╔══

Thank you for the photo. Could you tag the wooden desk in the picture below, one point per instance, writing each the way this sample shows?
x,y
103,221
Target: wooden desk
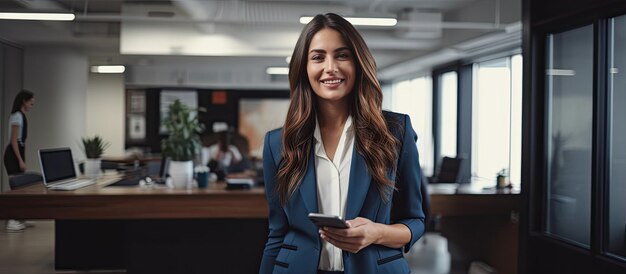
x,y
137,226
480,224
149,229
98,202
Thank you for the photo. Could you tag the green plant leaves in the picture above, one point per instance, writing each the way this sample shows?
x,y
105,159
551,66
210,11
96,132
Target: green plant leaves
x,y
183,142
94,147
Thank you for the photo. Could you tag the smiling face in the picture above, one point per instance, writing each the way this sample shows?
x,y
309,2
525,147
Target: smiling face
x,y
330,66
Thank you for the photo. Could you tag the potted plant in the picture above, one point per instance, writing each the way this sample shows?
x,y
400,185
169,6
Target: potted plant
x,y
183,143
93,148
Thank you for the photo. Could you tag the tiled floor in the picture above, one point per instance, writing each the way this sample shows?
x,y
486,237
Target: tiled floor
x,y
31,251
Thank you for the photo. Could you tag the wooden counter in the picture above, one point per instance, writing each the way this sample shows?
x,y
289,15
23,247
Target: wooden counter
x,y
158,202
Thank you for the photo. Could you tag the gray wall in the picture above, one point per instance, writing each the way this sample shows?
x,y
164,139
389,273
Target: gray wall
x,y
105,111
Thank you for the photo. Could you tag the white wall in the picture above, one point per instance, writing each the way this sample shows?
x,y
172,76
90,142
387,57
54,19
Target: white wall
x,y
58,77
105,110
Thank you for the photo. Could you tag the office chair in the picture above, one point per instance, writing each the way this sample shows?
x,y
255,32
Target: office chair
x,y
25,179
429,255
449,171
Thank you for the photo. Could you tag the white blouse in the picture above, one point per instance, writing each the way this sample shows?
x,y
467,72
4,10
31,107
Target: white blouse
x,y
332,187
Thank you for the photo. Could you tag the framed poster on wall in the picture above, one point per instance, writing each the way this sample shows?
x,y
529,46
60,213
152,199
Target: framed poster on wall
x,y
135,116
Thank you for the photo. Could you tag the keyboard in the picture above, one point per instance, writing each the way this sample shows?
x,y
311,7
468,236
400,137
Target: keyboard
x,y
73,184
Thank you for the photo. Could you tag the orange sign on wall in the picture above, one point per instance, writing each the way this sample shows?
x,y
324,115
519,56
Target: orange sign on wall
x,y
218,97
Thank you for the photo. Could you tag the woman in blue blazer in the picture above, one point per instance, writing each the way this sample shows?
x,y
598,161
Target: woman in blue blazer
x,y
339,153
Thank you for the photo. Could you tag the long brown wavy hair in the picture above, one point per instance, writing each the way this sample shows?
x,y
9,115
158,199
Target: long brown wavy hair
x,y
373,139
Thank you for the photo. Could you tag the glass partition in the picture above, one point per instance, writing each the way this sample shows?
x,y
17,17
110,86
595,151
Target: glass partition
x,y
496,119
569,84
617,134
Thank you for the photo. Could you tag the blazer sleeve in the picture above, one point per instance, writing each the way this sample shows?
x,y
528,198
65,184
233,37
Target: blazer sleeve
x,y
407,201
278,223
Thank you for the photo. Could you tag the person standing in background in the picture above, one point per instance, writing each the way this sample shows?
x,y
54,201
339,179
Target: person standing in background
x,y
14,160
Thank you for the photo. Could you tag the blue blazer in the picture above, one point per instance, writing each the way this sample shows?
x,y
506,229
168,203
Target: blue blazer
x,y
293,244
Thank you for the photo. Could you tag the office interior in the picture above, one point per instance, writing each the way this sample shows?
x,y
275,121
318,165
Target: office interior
x,y
526,90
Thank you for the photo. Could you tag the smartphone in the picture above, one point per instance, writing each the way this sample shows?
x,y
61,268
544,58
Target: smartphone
x,y
321,220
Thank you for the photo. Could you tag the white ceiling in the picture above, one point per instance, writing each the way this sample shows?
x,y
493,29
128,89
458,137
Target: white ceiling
x,y
429,32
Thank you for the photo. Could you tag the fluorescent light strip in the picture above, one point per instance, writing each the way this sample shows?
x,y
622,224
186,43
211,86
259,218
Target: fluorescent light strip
x,y
108,69
560,72
360,21
277,70
37,16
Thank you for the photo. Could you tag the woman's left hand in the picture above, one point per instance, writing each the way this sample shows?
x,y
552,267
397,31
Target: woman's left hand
x,y
361,233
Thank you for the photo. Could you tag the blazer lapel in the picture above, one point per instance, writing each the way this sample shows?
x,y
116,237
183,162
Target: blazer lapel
x,y
308,187
359,185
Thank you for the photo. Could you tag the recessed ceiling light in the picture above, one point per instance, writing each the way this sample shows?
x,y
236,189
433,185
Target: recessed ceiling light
x,y
361,21
37,16
277,70
108,69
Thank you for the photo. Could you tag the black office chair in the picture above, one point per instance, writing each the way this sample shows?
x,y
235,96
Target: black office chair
x,y
449,171
25,179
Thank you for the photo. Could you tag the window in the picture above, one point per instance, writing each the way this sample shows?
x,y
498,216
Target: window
x,y
496,119
449,102
414,97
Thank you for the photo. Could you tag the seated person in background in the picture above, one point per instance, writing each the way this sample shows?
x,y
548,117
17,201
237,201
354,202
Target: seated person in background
x,y
223,155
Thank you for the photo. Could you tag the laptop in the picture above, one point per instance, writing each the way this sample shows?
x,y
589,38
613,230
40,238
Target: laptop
x,y
57,170
134,180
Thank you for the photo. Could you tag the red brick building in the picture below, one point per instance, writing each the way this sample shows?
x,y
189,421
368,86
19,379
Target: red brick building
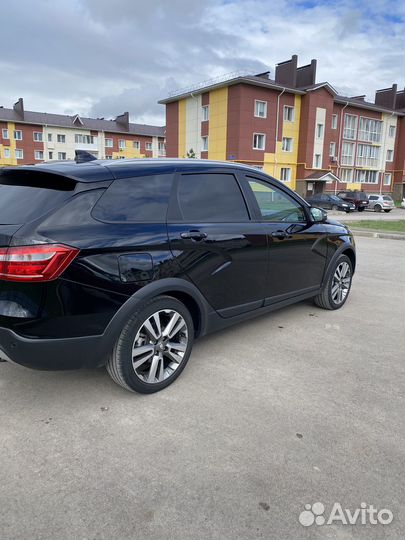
x,y
296,129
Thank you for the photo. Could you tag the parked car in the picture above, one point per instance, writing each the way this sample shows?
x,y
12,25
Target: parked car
x,y
358,198
378,203
125,263
330,202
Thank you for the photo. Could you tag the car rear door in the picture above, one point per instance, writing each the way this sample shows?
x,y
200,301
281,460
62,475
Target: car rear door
x,y
297,246
216,243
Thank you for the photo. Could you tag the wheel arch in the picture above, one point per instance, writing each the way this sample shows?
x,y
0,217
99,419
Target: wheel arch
x,y
181,289
350,253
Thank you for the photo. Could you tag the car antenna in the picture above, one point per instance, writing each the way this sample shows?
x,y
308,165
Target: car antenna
x,y
82,156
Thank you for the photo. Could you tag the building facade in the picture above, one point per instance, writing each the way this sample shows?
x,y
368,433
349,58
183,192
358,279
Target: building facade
x,y
295,129
28,137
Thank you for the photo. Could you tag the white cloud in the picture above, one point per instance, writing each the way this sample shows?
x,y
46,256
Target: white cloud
x,y
85,56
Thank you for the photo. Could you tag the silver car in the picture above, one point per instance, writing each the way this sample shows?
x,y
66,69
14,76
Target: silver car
x,y
378,203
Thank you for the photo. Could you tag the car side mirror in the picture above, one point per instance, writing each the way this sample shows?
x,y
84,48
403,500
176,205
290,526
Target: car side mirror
x,y
318,215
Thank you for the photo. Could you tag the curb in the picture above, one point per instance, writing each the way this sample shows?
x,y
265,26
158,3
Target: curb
x,y
375,234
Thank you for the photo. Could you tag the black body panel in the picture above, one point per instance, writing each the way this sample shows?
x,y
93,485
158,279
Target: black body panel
x,y
224,272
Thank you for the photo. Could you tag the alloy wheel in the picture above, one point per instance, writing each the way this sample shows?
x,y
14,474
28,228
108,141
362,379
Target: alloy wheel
x,y
159,346
341,282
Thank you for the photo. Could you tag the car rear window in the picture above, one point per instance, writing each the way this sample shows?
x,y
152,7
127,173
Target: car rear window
x,y
131,200
26,197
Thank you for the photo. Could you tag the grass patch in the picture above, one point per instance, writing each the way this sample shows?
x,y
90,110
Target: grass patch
x,y
379,225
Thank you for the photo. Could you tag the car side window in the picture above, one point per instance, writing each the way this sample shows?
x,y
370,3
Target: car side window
x,y
130,200
274,204
211,198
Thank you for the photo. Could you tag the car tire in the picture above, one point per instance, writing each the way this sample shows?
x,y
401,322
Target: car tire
x,y
335,290
161,355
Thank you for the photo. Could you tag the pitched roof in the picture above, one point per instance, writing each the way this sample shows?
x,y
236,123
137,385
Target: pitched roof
x,y
321,175
255,80
66,121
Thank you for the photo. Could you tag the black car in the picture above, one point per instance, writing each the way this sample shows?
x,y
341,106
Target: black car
x,y
126,263
358,198
330,202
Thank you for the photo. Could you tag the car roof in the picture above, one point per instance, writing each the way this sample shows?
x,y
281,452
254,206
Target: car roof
x,y
107,169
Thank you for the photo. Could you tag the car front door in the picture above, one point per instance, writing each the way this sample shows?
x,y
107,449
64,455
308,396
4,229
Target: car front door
x,y
297,246
215,242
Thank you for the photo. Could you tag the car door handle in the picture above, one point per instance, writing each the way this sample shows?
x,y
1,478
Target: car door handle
x,y
193,235
280,234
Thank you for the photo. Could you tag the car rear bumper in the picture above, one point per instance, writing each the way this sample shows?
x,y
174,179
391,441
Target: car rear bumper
x,y
52,354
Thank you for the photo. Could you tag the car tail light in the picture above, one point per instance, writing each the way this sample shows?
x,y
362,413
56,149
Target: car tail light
x,y
35,263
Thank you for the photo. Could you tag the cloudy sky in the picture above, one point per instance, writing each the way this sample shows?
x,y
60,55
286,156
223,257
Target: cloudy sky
x,y
103,57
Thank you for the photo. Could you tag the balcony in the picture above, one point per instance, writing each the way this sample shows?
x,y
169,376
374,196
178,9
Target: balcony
x,y
367,162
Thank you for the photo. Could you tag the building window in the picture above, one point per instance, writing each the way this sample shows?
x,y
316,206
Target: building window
x,y
350,126
370,130
259,141
387,179
367,177
286,144
367,155
285,174
346,175
317,161
260,109
84,139
205,112
347,153
288,113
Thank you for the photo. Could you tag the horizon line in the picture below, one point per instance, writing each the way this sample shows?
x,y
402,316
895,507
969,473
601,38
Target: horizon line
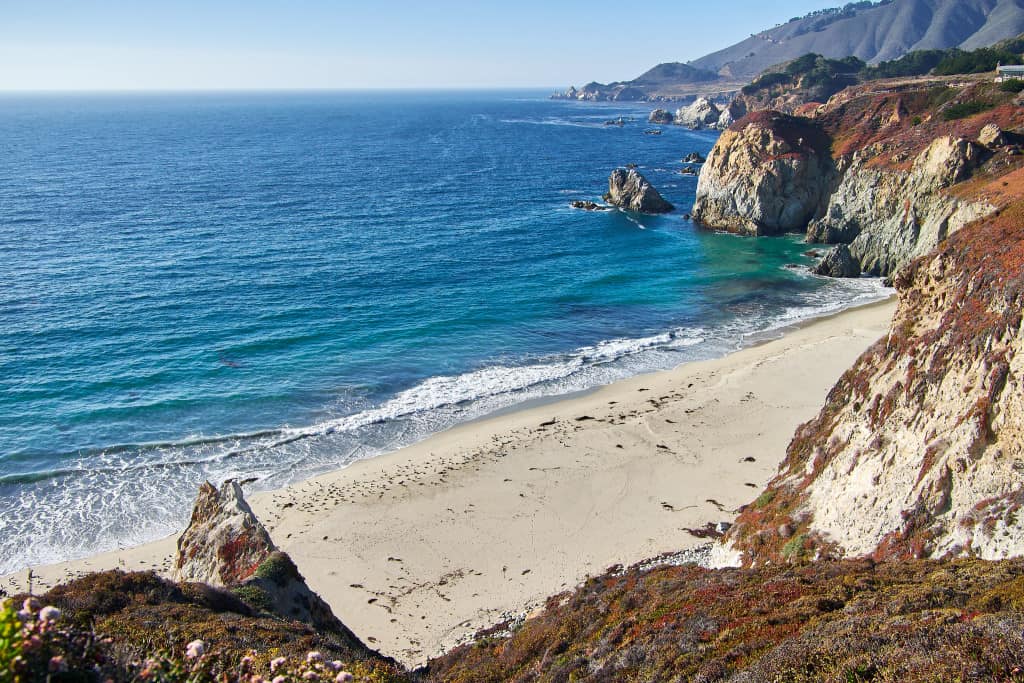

╚══

→ **ACTIVITY**
Exactly how many lines of the listing above hold the word "horizon"? Give the number alone.

→ **EXERCISE SOLUTION**
2